[Exercise aim] Extract every line of the data below that contains the word "window", matching case exactly.

[Supplied records]
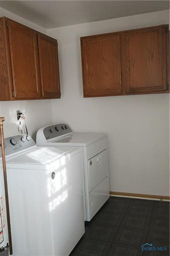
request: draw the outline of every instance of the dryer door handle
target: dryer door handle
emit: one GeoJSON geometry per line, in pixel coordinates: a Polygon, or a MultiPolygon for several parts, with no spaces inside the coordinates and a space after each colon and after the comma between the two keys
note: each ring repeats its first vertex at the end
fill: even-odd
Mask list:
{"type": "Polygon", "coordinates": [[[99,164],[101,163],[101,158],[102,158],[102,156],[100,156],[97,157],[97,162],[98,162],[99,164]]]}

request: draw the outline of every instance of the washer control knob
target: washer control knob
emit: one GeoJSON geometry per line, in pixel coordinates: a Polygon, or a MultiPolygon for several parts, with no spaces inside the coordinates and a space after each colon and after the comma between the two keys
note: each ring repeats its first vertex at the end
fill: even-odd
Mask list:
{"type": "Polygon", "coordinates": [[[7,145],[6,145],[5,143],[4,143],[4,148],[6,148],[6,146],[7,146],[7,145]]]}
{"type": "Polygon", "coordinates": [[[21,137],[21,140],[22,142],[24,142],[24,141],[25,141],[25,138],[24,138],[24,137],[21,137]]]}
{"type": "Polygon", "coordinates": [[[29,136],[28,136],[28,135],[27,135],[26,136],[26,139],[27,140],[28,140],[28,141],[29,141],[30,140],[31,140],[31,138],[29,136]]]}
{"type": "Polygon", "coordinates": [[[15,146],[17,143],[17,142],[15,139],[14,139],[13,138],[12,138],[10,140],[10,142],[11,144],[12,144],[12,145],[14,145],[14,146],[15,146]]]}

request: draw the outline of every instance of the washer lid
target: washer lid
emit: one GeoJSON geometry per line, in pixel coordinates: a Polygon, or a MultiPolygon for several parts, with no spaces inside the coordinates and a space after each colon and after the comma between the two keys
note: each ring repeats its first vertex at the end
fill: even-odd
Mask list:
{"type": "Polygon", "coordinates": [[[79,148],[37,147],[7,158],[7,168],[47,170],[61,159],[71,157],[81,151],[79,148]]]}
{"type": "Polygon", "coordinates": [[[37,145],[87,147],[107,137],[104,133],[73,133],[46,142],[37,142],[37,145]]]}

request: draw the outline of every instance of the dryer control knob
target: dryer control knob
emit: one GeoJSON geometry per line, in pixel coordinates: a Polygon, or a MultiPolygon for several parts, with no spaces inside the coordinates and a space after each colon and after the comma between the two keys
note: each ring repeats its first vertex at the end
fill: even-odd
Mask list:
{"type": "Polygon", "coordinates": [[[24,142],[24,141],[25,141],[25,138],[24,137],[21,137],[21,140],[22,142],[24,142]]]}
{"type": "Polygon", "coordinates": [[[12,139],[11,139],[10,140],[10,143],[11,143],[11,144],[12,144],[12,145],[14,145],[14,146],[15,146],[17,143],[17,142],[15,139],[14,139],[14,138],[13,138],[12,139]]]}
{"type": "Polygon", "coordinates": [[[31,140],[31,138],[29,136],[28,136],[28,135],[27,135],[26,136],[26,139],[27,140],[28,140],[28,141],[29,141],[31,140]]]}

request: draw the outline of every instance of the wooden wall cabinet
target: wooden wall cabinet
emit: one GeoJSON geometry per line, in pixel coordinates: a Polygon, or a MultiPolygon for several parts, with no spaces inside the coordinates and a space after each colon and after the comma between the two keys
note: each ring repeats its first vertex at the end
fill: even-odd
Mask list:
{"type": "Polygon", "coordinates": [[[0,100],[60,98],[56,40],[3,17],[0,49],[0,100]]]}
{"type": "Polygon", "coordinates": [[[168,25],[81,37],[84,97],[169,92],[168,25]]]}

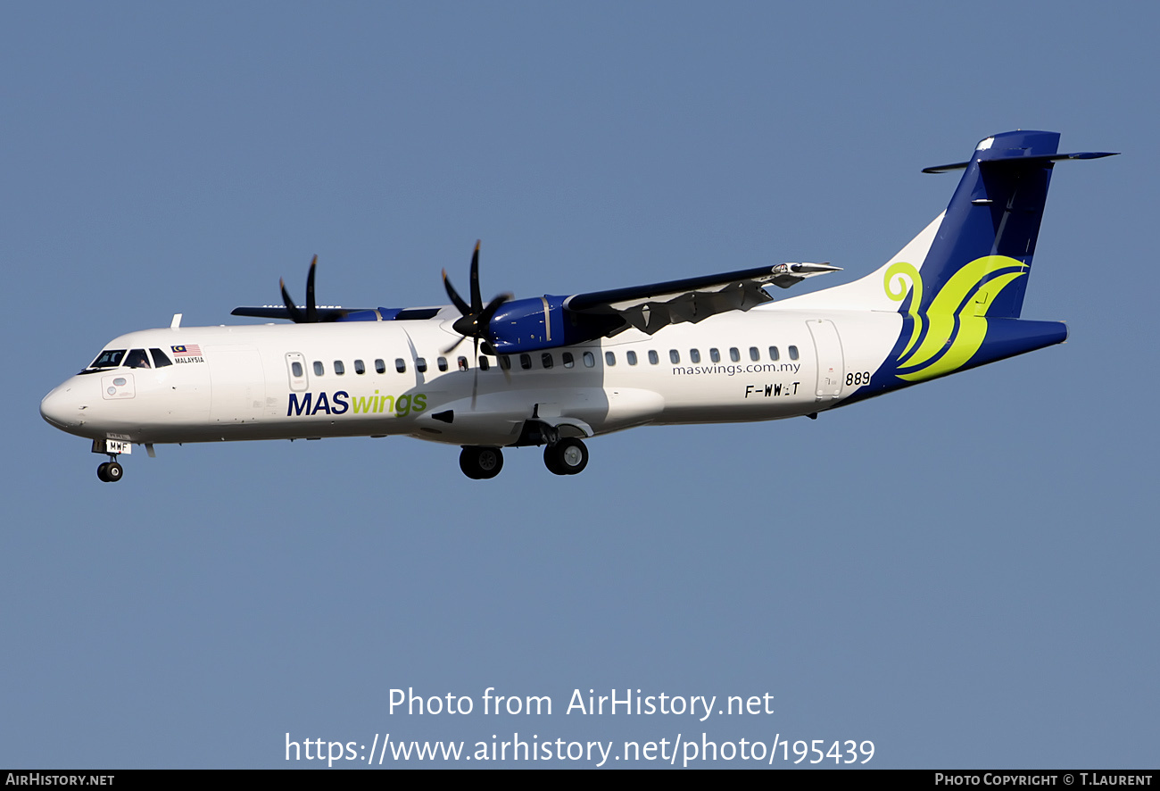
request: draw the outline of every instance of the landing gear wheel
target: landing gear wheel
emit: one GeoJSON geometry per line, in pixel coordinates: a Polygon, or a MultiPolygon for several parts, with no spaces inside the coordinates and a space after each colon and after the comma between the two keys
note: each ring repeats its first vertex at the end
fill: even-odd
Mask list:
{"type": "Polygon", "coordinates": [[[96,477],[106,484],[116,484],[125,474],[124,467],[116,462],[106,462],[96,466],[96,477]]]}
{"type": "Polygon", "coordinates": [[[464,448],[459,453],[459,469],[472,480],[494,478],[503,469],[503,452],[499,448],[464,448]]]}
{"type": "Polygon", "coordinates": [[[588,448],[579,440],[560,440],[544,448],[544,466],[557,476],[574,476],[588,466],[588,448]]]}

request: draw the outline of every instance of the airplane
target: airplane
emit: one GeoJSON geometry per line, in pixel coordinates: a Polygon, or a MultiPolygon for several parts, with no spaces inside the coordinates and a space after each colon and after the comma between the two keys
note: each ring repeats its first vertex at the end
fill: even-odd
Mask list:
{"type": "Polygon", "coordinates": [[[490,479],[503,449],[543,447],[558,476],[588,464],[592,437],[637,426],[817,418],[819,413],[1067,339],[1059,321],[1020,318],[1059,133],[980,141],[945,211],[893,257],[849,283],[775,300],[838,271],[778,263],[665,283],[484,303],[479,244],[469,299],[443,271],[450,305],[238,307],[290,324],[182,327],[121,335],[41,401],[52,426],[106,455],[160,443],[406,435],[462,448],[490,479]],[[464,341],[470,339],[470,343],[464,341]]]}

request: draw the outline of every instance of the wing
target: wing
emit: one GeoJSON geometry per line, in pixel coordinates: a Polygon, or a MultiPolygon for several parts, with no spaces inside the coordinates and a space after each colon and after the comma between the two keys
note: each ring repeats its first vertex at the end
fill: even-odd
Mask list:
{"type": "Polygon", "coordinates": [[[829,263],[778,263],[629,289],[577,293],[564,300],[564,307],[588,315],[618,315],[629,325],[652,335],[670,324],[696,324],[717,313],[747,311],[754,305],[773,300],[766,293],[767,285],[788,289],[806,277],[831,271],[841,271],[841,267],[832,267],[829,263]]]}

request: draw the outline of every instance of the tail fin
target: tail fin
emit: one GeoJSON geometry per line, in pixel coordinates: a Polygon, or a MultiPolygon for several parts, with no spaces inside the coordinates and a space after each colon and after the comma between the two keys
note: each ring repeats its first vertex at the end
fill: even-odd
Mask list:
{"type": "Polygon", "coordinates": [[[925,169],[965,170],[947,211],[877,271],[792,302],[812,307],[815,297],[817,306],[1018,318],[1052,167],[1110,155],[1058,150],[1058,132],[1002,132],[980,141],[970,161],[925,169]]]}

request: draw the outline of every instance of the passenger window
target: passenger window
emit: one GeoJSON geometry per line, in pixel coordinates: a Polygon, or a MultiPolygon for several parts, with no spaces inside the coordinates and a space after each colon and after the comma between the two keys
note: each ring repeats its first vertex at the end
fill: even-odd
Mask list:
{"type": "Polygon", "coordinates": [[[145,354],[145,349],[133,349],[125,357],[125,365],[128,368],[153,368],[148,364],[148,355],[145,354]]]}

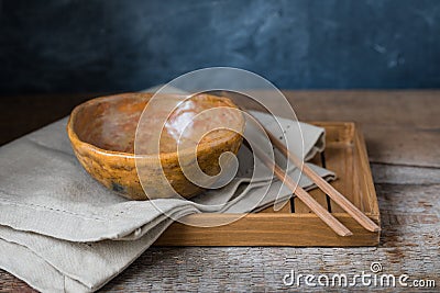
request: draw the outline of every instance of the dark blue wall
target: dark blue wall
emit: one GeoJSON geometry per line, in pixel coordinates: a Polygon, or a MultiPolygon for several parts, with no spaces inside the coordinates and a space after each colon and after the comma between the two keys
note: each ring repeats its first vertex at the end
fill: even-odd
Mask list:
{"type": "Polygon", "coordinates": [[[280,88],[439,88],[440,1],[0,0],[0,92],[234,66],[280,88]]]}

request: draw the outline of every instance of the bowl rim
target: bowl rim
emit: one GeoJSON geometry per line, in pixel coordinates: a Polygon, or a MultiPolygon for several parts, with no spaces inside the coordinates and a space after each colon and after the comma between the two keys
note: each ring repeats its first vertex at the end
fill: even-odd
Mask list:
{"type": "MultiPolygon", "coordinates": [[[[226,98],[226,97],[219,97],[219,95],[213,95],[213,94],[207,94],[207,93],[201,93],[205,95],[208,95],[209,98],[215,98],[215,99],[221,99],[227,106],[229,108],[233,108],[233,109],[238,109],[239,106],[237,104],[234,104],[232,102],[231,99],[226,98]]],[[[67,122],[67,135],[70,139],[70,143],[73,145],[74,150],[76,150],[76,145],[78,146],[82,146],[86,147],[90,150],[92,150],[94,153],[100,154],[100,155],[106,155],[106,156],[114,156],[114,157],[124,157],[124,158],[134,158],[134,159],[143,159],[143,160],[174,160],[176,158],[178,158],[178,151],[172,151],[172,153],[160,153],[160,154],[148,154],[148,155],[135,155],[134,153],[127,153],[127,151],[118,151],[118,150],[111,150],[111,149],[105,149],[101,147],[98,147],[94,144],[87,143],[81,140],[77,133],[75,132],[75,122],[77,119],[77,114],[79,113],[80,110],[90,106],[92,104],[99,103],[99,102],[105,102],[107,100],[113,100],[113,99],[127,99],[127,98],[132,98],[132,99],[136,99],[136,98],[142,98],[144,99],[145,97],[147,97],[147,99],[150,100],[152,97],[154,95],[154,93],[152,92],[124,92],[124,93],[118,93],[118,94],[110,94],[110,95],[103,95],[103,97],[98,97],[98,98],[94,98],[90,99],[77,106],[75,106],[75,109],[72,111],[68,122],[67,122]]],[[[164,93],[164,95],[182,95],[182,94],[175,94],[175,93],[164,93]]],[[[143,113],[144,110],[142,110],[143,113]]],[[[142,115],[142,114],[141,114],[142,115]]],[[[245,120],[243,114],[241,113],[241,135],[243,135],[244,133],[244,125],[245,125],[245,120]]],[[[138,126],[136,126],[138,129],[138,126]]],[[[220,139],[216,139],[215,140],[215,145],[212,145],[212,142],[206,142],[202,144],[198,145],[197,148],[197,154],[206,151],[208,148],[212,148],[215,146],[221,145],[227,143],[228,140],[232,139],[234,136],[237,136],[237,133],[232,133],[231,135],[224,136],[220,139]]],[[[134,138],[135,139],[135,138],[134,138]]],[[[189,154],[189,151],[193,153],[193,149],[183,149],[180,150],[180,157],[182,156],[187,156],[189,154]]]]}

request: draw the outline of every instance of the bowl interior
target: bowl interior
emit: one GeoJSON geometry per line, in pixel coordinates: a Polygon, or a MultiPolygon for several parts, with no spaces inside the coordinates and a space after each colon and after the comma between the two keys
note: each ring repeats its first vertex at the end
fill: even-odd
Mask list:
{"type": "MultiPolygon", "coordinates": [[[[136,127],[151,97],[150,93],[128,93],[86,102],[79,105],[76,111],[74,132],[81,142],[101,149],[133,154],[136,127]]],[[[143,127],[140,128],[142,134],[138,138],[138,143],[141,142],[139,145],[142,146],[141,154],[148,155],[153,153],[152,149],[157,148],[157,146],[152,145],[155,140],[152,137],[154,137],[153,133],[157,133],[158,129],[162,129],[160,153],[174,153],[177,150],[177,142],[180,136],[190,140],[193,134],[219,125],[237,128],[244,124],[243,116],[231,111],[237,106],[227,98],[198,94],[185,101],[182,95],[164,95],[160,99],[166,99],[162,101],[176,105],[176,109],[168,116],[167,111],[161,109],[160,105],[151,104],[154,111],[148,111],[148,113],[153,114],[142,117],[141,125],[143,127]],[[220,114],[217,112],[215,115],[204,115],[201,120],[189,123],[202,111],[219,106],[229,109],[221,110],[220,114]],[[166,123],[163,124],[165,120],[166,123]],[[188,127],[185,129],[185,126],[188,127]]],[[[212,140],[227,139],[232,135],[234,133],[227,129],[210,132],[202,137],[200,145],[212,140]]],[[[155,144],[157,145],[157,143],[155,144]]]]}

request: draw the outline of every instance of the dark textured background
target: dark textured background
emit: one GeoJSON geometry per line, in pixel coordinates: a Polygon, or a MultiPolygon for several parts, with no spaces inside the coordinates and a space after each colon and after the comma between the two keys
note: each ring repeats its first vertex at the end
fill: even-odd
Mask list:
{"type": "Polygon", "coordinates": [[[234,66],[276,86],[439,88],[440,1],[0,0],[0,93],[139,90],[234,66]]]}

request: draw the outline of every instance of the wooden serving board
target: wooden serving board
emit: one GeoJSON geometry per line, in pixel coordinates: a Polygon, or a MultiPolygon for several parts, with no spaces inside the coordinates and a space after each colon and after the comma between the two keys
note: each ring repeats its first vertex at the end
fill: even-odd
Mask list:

[Right answer]
request: draw the outline of every instance of the passenger window
target: passenger window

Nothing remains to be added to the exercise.